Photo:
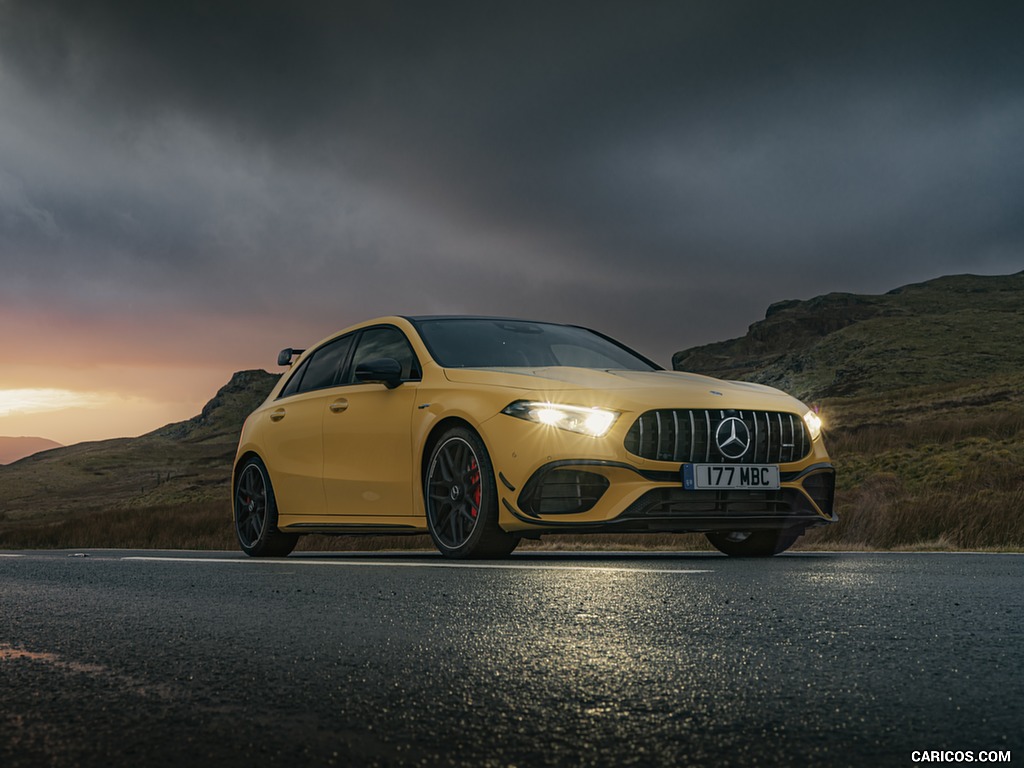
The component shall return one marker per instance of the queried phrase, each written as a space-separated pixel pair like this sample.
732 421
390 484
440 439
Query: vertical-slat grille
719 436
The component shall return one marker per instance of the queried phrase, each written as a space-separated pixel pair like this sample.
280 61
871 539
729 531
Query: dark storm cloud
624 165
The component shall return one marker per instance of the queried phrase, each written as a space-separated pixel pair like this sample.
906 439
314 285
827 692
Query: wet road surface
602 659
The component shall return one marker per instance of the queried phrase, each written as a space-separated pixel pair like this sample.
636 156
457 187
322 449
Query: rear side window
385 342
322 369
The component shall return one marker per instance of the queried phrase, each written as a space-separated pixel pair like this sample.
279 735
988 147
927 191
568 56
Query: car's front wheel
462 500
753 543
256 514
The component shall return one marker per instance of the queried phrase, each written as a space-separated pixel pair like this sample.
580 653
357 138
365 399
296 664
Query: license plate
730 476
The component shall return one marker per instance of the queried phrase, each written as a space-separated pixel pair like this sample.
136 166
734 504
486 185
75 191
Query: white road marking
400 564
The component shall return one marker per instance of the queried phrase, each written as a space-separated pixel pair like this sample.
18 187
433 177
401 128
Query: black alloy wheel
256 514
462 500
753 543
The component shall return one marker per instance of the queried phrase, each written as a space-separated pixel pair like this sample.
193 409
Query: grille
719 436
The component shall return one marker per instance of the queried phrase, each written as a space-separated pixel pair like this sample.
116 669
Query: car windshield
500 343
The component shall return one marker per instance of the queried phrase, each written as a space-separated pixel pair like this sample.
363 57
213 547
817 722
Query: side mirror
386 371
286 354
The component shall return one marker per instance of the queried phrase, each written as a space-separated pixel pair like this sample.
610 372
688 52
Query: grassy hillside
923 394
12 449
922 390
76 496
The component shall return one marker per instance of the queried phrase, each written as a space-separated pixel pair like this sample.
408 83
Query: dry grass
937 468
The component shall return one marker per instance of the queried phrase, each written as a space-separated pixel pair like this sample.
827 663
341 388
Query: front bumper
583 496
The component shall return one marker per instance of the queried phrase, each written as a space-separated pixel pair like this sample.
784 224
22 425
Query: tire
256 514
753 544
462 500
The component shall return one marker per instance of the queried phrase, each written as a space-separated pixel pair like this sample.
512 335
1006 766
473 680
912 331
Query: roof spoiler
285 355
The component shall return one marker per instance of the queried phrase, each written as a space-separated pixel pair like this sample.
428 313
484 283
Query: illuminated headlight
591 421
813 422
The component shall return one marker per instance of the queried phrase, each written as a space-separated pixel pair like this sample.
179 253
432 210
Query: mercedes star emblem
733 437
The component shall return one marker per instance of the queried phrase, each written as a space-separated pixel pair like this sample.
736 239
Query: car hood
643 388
------
Description of the task. Transcribe the records above exactly, without images.

Task result.
Photo:
The component shall return one marker per instance of the queried phrase, each written as a space-separated pixel pair like this sample.
732 421
390 484
440 439
Query: vertical-slat grille
719 436
The component shall return one marker per instance of the queried phrase, each written as a space-separated pixel pair like this sample.
280 61
871 539
729 531
Query: dark storm cloud
624 165
The component shall return one marker per instance of the queried phrase, each written as a space-separated pixel pair like this sample.
906 439
314 285
827 692
Query: wet road surface
602 659
The component shall return one marker per instance of the queried phrase, each written as a space-separated pixel pair like this sample.
636 156
457 187
322 449
Query: rear side window
385 342
322 369
The component shall return one marker per instance of the queried phrase, each written as a space-separated pixel pair like this sample.
279 735
988 147
927 191
568 56
Query: car's front wheel
462 500
753 543
256 514
The component shall return one marker per instance of the queried phrase, each written as a space-separated pixel pair like this sample.
580 653
357 138
365 399
296 664
Query: license plate
730 476
The component shall return one marker per instance of the queried phrase, each written as a space-separated pixel pair like this sample.
136 166
734 504
486 185
75 191
Query: white road marking
400 564
The component shall return one marker per instance of the queried phrase, each written as a space-separated pixel pair like this sample.
18 187
433 177
401 128
Query: black alloy wheel
256 514
462 500
753 543
The component shall return one marker per instance of the queried phrase, each written as a space-separated pixel pair like this sample.
193 409
Query: grille
719 436
The component shall return one marker per instance of the queried phrase, each written as a space-separated pixel pair like this sample.
116 669
Query: car windshield
500 343
The component shall return one marker per instance of the queried phrase, each written as a space-separated pixel pair like this sample.
363 57
213 547
817 722
Query: side mirror
386 371
286 354
The component shall return one marker per instance of the queried phrase, each written as a space-separated pixel pair like this sample.
610 372
688 52
Query: grassy hillside
923 394
12 449
922 390
76 496
The component shall return one marker per instance of the queried phrase, each written as a space-separated pixel pair like this sample.
408 83
Query: dry grass
937 468
The component shall return one marker per instance of the queried phrase, each written as a space-separated pixel pair like this sample.
827 663
341 388
Query: front bumper
583 496
The component shall return one marker per instance of the queried phrase, each written as a space-separated pixel pair like this sample.
784 224
22 425
Query: tire
256 514
753 544
462 500
The component shall return one marker per instance of the queried phrase, each written as a space-separated pixel pair like this sample.
512 335
1006 766
473 680
912 331
Query: roof spoiler
285 355
The component shall return one marker per instance of the queried phrase, each written as a space-separated pixel pair like this sample.
428 313
484 283
Query: illuminated headlight
591 421
813 422
The component shall return one marker per instance of the queried phrase, each written as a space-separated pixel pair like this sample.
179 253
432 210
Query: mercedes star emblem
733 437
The component shall return one marker per instance of the queried phrase, each written as a space-separated pixel pair like this sample.
736 239
Query: car hood
643 388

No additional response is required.